Unbounded Set of Real Numbers is not Compact
Theorem
Let $\R$ be the set of real numbers considered as a Euclidean space.
Let $S \subseteq \R$ be unbounded in $\R$.
Then $S$ is not a compact subspace of $\R$.
Proof 1
By the rule of transposition, it suffices to show that if $S$ is a compact subspace of $\R$, then $S$ is bounded.
Let $\CC$ be the set of all open $\epsilon$-balls of $0$ in $\R$:
- $\CC = \set {\map {B_\epsilon} 0: \epsilon \in \R_{>0}}$
We have that:
- $\ds \bigcup \CC = \R \supseteq S$
From Open Ball of Metric Space is Open Set, it follows that $\CC$ is an open cover for $S$.
-------------------------
-- Task to carry out --
Repeat the compactness proof word for word, from "Unbounded Set of" to "then $S$ is bounded.". The listing that comes next is separate material, not part of the compactness proof above.

-- Dataset section --
-------------------------
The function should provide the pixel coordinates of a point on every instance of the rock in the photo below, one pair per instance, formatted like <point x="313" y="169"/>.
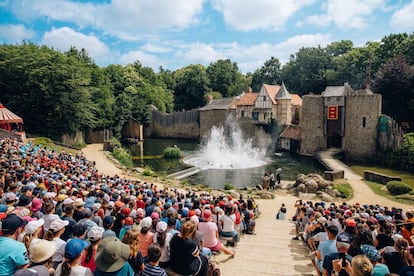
-------------------------
-- Answer for this exercise --
Unbounded Set of Real Numbers is not Compact
Theorem
Let $\R$ be the set of real numbers considered as a Euclidean space.
Let $S \subseteq \R$ be unbounded in $\R$.
Then $S$ is not a compact subspace of $\R$.
Proof 1
By the rule of transposition, it suffices to show that if $S$ is a compact subspace of $\R$, then $S$ is bounded.